# REQUIRED TASK A
Can you recast the lines of the listing below as a numbered list, starting at the line that contains "Pick out the man walking, placing" and ending at the listing's last line, with blank lines left out?

::: SUPPLIED TEXT

Stamford High School is an English girls' Independent School situated in the market town of Stamford, Lincolnshire, England, situated on High Street, St Martin's.

Education[edit]

Stamford High School provides education for girls aged 11 (Year 7) to 18 (Year 13). Sixth Form teaching is carried out jointly with Stamford School as of 2000. Currently there are 642 girls (588 day, 54 boarding) attending the school. The school belongs to the Stamford Endowed Schools, a member of the Headmasters' and Headmistresses' Conference.[1]

The three schools of the foundation share common aims:

  • To further the intellectual, creative, aesthetic, practical, moral, spiritual, physical and social development of all pupils.
  • To enable pupils to acquire the skills and qualifications which will allow them to progress beyond school into higher education and/or employment.

The school has high standard facilities that support a full range of GCSE and A Level subjects. Specialist rooms give girls the opportunity to pursue a wide curriculum that includes the study of performing arts, in a dedicated drama studio, and technology in a well-resourced workshop. There are extensive facilities for ICT and modern languages. Almost all of the girls are able to move on to the higher education course of their choice.

::::::

# REQUIRED TASK B
Can you carry the Stamford High School text forward from its final sentence?

::: RECORDS SUPPLIED

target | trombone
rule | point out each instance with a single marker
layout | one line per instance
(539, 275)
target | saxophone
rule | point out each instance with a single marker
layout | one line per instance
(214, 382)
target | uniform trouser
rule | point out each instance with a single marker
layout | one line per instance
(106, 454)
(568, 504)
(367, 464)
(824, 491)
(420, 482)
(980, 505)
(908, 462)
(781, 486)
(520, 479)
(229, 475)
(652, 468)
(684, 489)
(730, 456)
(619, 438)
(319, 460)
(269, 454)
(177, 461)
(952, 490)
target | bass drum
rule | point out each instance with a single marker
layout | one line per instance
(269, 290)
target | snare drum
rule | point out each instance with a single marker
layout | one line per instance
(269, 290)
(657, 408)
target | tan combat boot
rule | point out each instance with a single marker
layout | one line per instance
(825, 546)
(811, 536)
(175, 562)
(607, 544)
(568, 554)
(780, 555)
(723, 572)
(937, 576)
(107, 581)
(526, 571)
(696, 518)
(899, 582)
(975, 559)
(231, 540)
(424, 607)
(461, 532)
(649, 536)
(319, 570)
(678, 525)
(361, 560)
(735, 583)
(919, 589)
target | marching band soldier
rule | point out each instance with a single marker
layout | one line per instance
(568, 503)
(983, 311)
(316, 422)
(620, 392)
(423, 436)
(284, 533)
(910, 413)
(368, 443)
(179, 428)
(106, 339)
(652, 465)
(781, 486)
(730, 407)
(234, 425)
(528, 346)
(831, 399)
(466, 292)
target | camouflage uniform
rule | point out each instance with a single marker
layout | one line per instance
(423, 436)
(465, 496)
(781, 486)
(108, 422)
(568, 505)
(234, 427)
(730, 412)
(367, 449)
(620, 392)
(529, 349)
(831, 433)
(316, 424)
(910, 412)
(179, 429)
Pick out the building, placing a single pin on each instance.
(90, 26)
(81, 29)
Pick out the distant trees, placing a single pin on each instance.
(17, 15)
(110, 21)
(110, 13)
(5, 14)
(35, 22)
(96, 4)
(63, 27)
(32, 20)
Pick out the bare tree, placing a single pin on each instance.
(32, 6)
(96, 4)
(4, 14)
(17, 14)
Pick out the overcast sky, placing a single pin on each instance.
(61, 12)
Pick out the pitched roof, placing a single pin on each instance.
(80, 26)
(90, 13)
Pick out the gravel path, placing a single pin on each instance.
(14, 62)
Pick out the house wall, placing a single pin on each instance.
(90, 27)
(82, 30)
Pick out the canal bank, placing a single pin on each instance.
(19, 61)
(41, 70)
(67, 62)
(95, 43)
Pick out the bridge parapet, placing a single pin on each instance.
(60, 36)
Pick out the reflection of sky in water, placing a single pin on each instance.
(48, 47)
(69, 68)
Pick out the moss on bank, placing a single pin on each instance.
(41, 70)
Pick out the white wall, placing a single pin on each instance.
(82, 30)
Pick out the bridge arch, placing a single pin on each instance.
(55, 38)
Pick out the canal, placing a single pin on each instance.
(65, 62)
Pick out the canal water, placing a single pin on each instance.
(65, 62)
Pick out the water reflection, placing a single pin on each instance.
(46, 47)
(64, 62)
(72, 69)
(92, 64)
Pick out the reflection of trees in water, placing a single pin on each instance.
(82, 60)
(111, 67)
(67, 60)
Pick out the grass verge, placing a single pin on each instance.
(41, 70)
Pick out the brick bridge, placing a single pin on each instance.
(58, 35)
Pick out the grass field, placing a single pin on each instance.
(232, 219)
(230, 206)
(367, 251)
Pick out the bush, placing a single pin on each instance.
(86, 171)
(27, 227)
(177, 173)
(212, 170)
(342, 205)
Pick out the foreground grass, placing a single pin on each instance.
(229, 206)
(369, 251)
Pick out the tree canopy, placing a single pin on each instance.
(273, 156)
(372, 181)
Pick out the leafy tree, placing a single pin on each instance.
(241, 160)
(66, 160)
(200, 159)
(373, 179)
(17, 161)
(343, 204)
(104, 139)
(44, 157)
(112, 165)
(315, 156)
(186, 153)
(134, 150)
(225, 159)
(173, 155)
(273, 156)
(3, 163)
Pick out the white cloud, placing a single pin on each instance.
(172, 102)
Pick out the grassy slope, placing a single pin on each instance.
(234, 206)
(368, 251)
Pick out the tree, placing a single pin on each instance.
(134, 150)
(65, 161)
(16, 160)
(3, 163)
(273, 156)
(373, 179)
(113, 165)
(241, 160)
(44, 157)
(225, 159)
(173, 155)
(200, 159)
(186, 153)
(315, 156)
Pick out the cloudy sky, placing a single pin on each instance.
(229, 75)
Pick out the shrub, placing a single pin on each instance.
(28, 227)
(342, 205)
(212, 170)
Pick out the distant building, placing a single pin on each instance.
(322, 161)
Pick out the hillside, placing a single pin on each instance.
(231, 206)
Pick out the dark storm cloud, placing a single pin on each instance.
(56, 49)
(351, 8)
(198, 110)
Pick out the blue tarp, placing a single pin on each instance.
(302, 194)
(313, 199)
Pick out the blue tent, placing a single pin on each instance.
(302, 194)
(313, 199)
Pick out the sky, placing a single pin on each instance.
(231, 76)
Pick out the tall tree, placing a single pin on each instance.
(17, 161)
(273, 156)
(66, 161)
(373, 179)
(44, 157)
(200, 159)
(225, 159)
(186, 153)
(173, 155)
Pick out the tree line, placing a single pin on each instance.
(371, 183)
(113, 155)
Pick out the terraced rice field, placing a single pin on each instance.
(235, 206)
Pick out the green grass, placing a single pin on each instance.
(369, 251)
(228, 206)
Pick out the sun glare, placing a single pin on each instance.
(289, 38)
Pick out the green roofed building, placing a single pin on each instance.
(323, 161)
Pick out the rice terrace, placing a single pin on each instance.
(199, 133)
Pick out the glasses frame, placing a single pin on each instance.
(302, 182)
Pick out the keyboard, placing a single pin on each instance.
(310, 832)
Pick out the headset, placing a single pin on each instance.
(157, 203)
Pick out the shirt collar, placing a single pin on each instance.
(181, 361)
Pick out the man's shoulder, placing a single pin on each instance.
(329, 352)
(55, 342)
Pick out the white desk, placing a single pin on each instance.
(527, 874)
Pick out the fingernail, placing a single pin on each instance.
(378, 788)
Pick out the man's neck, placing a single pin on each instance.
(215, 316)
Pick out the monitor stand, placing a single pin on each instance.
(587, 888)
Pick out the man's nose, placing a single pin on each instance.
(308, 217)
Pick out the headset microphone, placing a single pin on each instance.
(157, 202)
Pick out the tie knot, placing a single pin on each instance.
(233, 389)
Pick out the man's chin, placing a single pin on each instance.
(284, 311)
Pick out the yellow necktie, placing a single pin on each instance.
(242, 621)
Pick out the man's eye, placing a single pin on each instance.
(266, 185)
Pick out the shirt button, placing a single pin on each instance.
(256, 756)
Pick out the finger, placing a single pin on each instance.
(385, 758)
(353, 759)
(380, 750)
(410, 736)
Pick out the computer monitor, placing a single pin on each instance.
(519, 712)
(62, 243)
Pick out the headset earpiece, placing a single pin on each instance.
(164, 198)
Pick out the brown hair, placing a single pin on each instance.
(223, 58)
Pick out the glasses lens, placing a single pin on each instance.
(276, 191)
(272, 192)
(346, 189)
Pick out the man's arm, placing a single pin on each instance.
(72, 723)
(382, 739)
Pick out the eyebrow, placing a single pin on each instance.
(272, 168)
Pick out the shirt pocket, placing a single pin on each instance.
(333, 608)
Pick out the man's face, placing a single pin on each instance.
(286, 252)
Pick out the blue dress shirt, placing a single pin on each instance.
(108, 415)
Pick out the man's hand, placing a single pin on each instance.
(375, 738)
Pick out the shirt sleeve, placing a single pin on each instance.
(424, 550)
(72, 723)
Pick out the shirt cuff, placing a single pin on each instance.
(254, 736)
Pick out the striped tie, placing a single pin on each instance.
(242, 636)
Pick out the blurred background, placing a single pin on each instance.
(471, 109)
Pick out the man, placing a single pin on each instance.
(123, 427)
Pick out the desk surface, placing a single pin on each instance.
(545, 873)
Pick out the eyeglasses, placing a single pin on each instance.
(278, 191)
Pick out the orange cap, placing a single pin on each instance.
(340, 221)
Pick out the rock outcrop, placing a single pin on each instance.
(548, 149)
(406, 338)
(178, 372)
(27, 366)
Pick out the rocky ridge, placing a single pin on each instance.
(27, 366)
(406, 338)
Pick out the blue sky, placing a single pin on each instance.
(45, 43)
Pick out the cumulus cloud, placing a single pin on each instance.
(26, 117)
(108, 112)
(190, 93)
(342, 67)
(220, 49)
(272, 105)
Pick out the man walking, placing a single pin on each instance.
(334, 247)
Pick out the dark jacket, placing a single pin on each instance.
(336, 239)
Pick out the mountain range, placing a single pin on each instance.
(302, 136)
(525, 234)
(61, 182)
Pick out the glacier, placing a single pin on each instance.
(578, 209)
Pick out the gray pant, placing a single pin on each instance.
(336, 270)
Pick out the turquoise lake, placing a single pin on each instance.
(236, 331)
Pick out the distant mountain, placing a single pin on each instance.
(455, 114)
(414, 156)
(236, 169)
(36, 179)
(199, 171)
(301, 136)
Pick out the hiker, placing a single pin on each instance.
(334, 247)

::::::

# TASK ANSWER A
1. Pick out the man walking, placing a single pin on each instance.
2. (334, 247)
3. Pick out the dark jacket, placing a single pin on each instance.
4. (336, 239)
5. Pick out the mountain range, placing a single pin on each instance.
6. (302, 136)
7. (525, 234)
8. (61, 182)
9. Pick out the glacier, placing a single pin on each instance.
10. (578, 209)
11. Pick out the gray pant, placing a single pin on each instance.
12. (336, 270)
13. Pick out the turquoise lake, placing a single pin on each instance.
14. (236, 331)
15. Pick out the distant mountain, placing a single pin on each instance.
16. (455, 114)
17. (414, 156)
18. (236, 169)
19. (36, 179)
20. (199, 171)
21. (301, 136)
22. Pick out the hiker, placing a single pin on each instance.
23. (334, 247)

# TASK ANSWER B
Music plays a large part in the extra-curricular life of the school. There is a mixed orchestra, a wind band and a choral society at the senior end of the school, and several other musical groups operating at all age levels. Drama productions are staged throughout the year and there is wide participation in the Duke of Edinburgh Award Scheme.

Girls compete in several major team games and there is the opportunity for them to participate in individual sports. There is a full activity programme at the weekend. Girls have the opportunity to experience and pursue a wide range of subjects and activities to a high level in an environment that encourages the development of the individual.

The school is non-denominational but there is religious education and an assembly on Monday and Tuesday afternoons for all pupils.

History[edit]

The school was founded in 1877 and stands at its original site on the south side of the River Welland. The brother school, Stamford School was founded in 1532.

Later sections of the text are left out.